> [SUPPLIED DATA]:
═══

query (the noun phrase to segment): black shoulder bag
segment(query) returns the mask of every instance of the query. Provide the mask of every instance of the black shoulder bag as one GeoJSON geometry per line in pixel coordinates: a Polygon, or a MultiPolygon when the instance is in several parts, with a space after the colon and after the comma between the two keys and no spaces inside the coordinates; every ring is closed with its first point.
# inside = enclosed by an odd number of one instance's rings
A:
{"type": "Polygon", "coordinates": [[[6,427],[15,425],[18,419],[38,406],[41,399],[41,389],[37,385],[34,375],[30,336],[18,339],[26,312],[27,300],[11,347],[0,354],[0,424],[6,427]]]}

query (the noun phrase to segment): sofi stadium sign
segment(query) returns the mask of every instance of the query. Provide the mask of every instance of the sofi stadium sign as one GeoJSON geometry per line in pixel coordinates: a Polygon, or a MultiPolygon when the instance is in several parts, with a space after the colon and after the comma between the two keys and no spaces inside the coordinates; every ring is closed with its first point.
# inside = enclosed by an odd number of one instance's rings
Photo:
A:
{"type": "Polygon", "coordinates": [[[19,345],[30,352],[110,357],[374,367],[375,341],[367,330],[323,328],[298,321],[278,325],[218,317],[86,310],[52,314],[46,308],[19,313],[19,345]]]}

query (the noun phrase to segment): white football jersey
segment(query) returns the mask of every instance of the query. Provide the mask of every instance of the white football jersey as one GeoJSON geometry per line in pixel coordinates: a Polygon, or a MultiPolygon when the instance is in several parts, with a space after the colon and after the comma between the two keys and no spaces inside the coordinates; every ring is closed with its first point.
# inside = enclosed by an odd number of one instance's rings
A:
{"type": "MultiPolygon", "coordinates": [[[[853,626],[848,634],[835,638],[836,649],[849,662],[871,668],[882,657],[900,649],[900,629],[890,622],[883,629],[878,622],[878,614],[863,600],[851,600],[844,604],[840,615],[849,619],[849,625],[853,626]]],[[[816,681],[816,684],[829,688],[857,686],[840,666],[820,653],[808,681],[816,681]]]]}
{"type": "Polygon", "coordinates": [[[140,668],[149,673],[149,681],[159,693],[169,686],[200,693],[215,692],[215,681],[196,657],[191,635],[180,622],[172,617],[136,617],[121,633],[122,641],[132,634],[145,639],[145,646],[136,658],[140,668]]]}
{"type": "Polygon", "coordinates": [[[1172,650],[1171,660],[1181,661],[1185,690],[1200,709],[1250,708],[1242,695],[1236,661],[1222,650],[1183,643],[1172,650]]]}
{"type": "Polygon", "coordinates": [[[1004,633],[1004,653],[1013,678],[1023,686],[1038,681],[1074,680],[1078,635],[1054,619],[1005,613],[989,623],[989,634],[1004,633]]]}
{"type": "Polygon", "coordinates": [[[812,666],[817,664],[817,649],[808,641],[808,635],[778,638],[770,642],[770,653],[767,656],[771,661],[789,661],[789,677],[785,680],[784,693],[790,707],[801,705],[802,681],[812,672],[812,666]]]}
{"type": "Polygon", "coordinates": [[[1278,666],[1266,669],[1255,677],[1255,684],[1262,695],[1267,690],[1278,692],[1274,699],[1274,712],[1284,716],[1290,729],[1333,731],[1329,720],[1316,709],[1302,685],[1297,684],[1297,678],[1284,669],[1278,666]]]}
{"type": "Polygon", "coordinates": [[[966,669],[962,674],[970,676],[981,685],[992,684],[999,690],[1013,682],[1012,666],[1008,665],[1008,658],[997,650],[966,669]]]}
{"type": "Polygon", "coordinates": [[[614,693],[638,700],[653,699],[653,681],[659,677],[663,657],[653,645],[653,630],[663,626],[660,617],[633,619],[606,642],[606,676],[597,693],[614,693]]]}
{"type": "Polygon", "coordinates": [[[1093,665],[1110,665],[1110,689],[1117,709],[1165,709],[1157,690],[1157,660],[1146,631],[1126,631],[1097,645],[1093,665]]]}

═══

> [WHAT IS EXPECTED]: Arrange every line of the records above as a Markdown table with the columns No. and Line. Number the rows in order and leave out blank lines.

> [TASK ANSWER]:
| No. | Line |
|---|---|
| 1 | query (the noun phrase to segment): black shoulder bag |
| 2 | segment(query) returns the mask of every instance of the query. Provide the mask of every instance of the black shoulder bag as one GeoJSON geometry per line in pixel coordinates: a Polygon, or a MultiPolygon when the instance is in several parts, with a space after the colon and after the comma between the two keys and no spaces inside the coordinates; every ring is closed with its first point. |
| 3 | # inside = enclosed by an odd number of one instance's rings |
| 4 | A: |
| 5 | {"type": "Polygon", "coordinates": [[[6,427],[15,425],[18,419],[38,406],[41,399],[41,389],[37,385],[34,375],[30,336],[18,339],[26,312],[27,300],[11,347],[0,354],[0,424],[6,427]]]} |
| 6 | query (the noun phrase to segment): sofi stadium sign |
| 7 | segment(query) returns the mask of every instance of the query. Provide the mask of every instance of the sofi stadium sign as one GeoJSON geometry per line in pixel coordinates: a Polygon, or a MultiPolygon when the instance is in several parts, with a space after the colon and after the comma between the two keys and no spaces inside the coordinates; every ring is closed with its first point. |
| 8 | # inside = enclosed by an odd number of one instance's rings |
| 9 | Photo: |
| 10 | A: |
| 11 | {"type": "Polygon", "coordinates": [[[19,345],[30,352],[110,357],[374,367],[375,341],[367,330],[323,328],[298,321],[278,325],[218,317],[86,310],[52,314],[46,308],[19,313],[19,345]]]} |
| 12 | query (the noun phrase to segment): white football jersey |
| 13 | segment(query) returns the mask of every instance of the query. Provide the mask of every instance of the white football jersey as one GeoJSON geometry per line in pixel coordinates: a Polygon, or a MultiPolygon when the instance is in several parts, with a space after the colon and after the comma between the two keys and no spaces inside the coordinates; every ring is closed with its first point. |
| 14 | # inside = enclosed by an odd number of one instance's rings |
| 15 | A: |
| 16 | {"type": "MultiPolygon", "coordinates": [[[[853,626],[848,634],[835,638],[836,649],[849,662],[871,668],[882,657],[900,649],[900,629],[890,622],[883,629],[878,622],[878,614],[863,600],[851,600],[844,604],[840,615],[849,619],[849,625],[853,626]]],[[[816,681],[816,684],[829,688],[857,686],[840,666],[820,653],[808,681],[816,681]]]]} |
| 17 | {"type": "Polygon", "coordinates": [[[140,668],[149,673],[149,681],[159,693],[169,686],[200,693],[215,692],[215,681],[196,657],[191,635],[180,622],[172,617],[136,617],[121,633],[122,641],[132,634],[145,639],[145,646],[136,658],[140,668]]]} |
| 18 | {"type": "Polygon", "coordinates": [[[1172,650],[1171,660],[1181,661],[1185,690],[1200,709],[1250,708],[1242,695],[1236,661],[1222,650],[1183,643],[1172,650]]]} |
| 19 | {"type": "Polygon", "coordinates": [[[1004,633],[1004,653],[1013,678],[1023,686],[1038,681],[1074,680],[1078,635],[1054,619],[1005,613],[989,623],[989,634],[1004,633]]]} |
| 20 | {"type": "Polygon", "coordinates": [[[812,666],[817,664],[817,649],[808,641],[808,635],[778,638],[770,642],[770,653],[767,656],[771,661],[789,661],[789,677],[785,680],[784,693],[790,707],[801,705],[802,681],[812,672],[812,666]]]} |
| 21 | {"type": "Polygon", "coordinates": [[[1278,666],[1266,669],[1255,677],[1255,684],[1262,695],[1267,690],[1278,692],[1274,699],[1274,712],[1284,716],[1290,729],[1333,731],[1329,720],[1316,709],[1302,685],[1297,684],[1297,678],[1284,669],[1278,666]]]} |
| 22 | {"type": "Polygon", "coordinates": [[[966,669],[962,674],[970,676],[981,685],[992,684],[999,690],[1013,682],[1012,666],[1008,665],[1008,658],[997,650],[966,669]]]} |
| 23 | {"type": "Polygon", "coordinates": [[[614,693],[638,700],[653,699],[653,681],[659,677],[663,657],[653,645],[653,630],[663,626],[660,617],[633,619],[606,642],[606,676],[597,693],[614,693]]]} |
| 24 | {"type": "Polygon", "coordinates": [[[1093,665],[1110,665],[1110,689],[1117,709],[1165,709],[1157,690],[1157,660],[1146,631],[1126,631],[1097,645],[1093,665]]]} |